[START EXCERPTED RECORDS]

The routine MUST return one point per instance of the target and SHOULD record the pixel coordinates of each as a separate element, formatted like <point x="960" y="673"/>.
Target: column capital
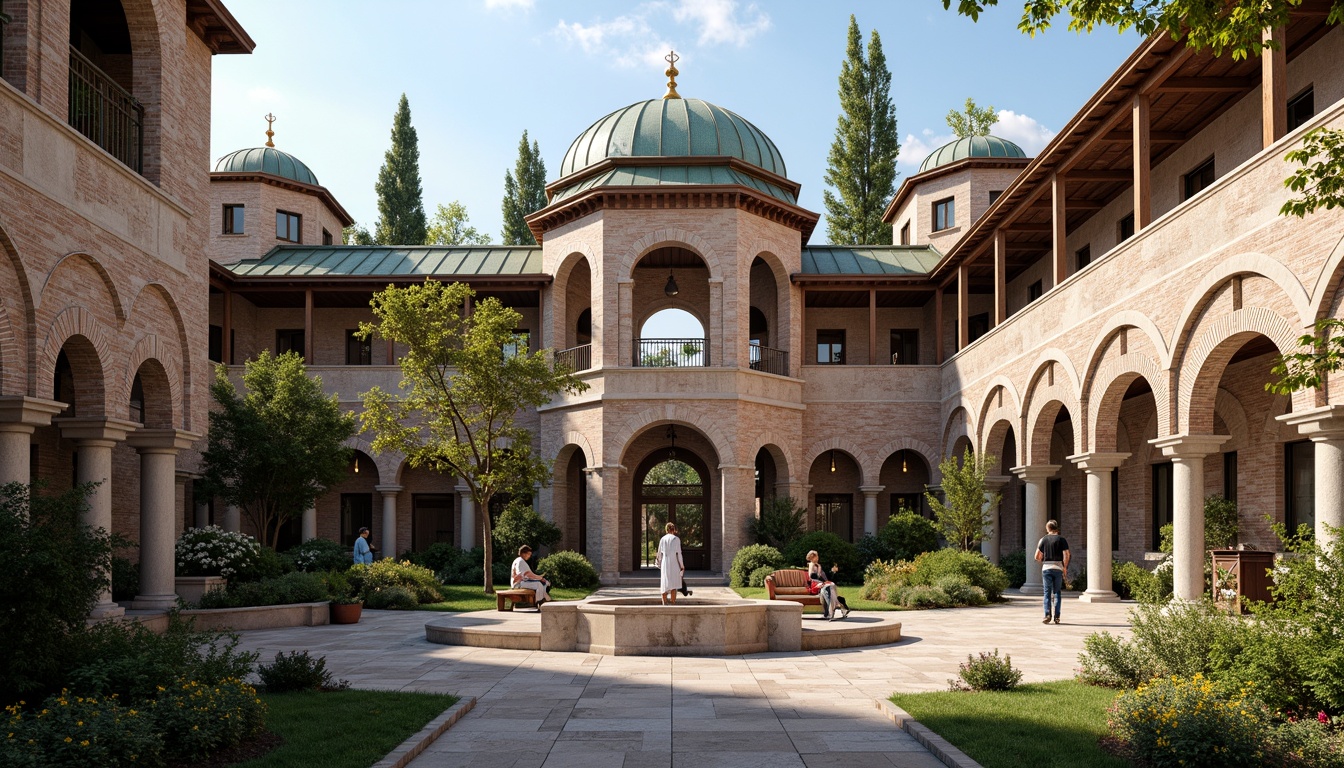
<point x="1319" y="423"/>
<point x="1035" y="472"/>
<point x="1190" y="445"/>
<point x="1098" y="460"/>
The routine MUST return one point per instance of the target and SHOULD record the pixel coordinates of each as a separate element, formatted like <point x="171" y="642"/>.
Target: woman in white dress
<point x="669" y="564"/>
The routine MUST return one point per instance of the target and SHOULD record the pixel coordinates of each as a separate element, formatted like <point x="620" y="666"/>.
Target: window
<point x="288" y="226"/>
<point x="358" y="351"/>
<point x="1083" y="256"/>
<point x="1199" y="178"/>
<point x="233" y="219"/>
<point x="1300" y="484"/>
<point x="289" y="340"/>
<point x="831" y="347"/>
<point x="835" y="514"/>
<point x="905" y="347"/>
<point x="1301" y="108"/>
<point x="944" y="214"/>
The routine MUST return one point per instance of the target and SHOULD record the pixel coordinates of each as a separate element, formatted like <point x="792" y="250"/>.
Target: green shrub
<point x="833" y="552"/>
<point x="987" y="673"/>
<point x="569" y="570"/>
<point x="1190" y="721"/>
<point x="750" y="558"/>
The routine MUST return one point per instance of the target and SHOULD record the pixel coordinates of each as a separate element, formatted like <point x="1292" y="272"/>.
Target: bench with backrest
<point x="790" y="584"/>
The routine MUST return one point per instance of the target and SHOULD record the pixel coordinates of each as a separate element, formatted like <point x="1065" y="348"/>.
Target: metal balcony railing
<point x="671" y="353"/>
<point x="769" y="361"/>
<point x="104" y="112"/>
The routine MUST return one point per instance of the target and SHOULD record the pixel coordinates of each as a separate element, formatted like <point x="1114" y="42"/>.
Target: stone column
<point x="1098" y="468"/>
<point x="387" y="533"/>
<point x="157" y="451"/>
<point x="989" y="545"/>
<point x="19" y="418"/>
<point x="1035" y="514"/>
<point x="94" y="440"/>
<point x="870" y="509"/>
<point x="1325" y="428"/>
<point x="1187" y="453"/>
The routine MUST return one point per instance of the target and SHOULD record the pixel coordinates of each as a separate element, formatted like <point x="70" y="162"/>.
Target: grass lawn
<point x="850" y="593"/>
<point x="348" y="729"/>
<point x="469" y="597"/>
<point x="1043" y="725"/>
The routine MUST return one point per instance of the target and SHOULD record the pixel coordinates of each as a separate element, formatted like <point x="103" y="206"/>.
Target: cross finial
<point x="671" y="71"/>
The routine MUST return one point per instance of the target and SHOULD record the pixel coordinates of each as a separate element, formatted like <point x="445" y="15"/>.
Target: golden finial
<point x="671" y="71"/>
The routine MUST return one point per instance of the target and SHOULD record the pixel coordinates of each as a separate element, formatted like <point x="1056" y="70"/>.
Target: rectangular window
<point x="233" y="219"/>
<point x="831" y="347"/>
<point x="289" y="340"/>
<point x="835" y="514"/>
<point x="288" y="226"/>
<point x="1301" y="108"/>
<point x="905" y="347"/>
<point x="1199" y="178"/>
<point x="1300" y="484"/>
<point x="944" y="214"/>
<point x="358" y="351"/>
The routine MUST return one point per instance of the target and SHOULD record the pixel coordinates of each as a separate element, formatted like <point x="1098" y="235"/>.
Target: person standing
<point x="1053" y="556"/>
<point x="672" y="569"/>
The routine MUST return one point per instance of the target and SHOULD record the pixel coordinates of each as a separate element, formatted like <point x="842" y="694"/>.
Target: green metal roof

[END EXCERPTED RECORDS]

* DESCRIPTION OF THE TASK: Every record above should be written out again exactly; the pictures stay out of the copy.

* EXPECTED ANSWER:
The routine MUST return one point per instance of the target and SHOULD record the pixel coordinates of each as a separate element, formatted like <point x="960" y="673"/>.
Target: column capital
<point x="1319" y="423"/>
<point x="1035" y="472"/>
<point x="1190" y="445"/>
<point x="1098" y="460"/>
The routine MUST return one point per instance of the target and SHOULD record the pixel coordinates of each as a separate element, formatted like <point x="171" y="642"/>.
Target: woman in white dress
<point x="669" y="564"/>
The routine MUST return one point per instance of the target and SHOULD record the pixel coordinates of each as a separate element, formatted like <point x="620" y="666"/>.
Target: window
<point x="288" y="226"/>
<point x="358" y="351"/>
<point x="1083" y="256"/>
<point x="1199" y="178"/>
<point x="233" y="219"/>
<point x="1300" y="484"/>
<point x="289" y="340"/>
<point x="831" y="347"/>
<point x="835" y="514"/>
<point x="905" y="347"/>
<point x="1301" y="108"/>
<point x="944" y="214"/>
The routine MUST return one point per instance of the target and SHOULD record the pixel coordinates of each as a separate element, formatted like <point x="792" y="250"/>.
Target: green shrub
<point x="833" y="552"/>
<point x="987" y="673"/>
<point x="569" y="570"/>
<point x="1190" y="721"/>
<point x="750" y="558"/>
The routine MUST return one point per instance of the target and SHOULD record the pixel coordinates of each as a separate element, formatted like <point x="1292" y="272"/>.
Target: bench with backrest
<point x="790" y="584"/>
The routine MUST return one point per instance of the target and SHOULD record the pixel coordinates of each as a separate element, formatted like <point x="1065" y="348"/>.
Target: metal balcony railing
<point x="671" y="353"/>
<point x="769" y="361"/>
<point x="104" y="112"/>
The routine MUST return one point per instance of the target and SHOULD record the pixel coordinates of each as a separate element, formatted like <point x="1114" y="42"/>.
Target: stone column
<point x="1098" y="468"/>
<point x="387" y="533"/>
<point x="157" y="451"/>
<point x="989" y="545"/>
<point x="19" y="418"/>
<point x="1035" y="514"/>
<point x="94" y="440"/>
<point x="870" y="509"/>
<point x="1325" y="428"/>
<point x="1187" y="453"/>
The routine MUST return one point per instance of the target and SHOULD record the pixel coordinates of each as a separate element, formatted like <point x="70" y="162"/>.
Target: grass lawn
<point x="850" y="593"/>
<point x="348" y="729"/>
<point x="469" y="597"/>
<point x="1043" y="725"/>
The routine MUST return one point per instance of the target and SHOULD record the pixel coordinates of each as a separate element, formatted like <point x="103" y="206"/>.
Target: cross finial
<point x="671" y="71"/>
The routine MUST return one point per instance of the target and SHOULD record the pixel coordinates of each as a separate element, formatted like <point x="445" y="15"/>.
Target: golden finial
<point x="671" y="71"/>
The routine MUST return one point per instance of the target and SHOULD record the pixel coordinates of each as a separate element, formatted like <point x="1056" y="70"/>.
Target: rectangular window
<point x="233" y="219"/>
<point x="831" y="347"/>
<point x="289" y="340"/>
<point x="835" y="514"/>
<point x="288" y="226"/>
<point x="1301" y="108"/>
<point x="905" y="347"/>
<point x="1199" y="178"/>
<point x="1300" y="484"/>
<point x="944" y="214"/>
<point x="358" y="351"/>
The routine MUST return one point per instance of the target and SHOULD record the pixel coordinates of each as a separate element, formatted like <point x="1098" y="235"/>.
Target: person standing
<point x="1053" y="556"/>
<point x="672" y="569"/>
The routine MUST return one point per instance of the target and SHOULD record the pixel coordinates of each as a separate element, formatted like <point x="842" y="694"/>.
Target: green metal roof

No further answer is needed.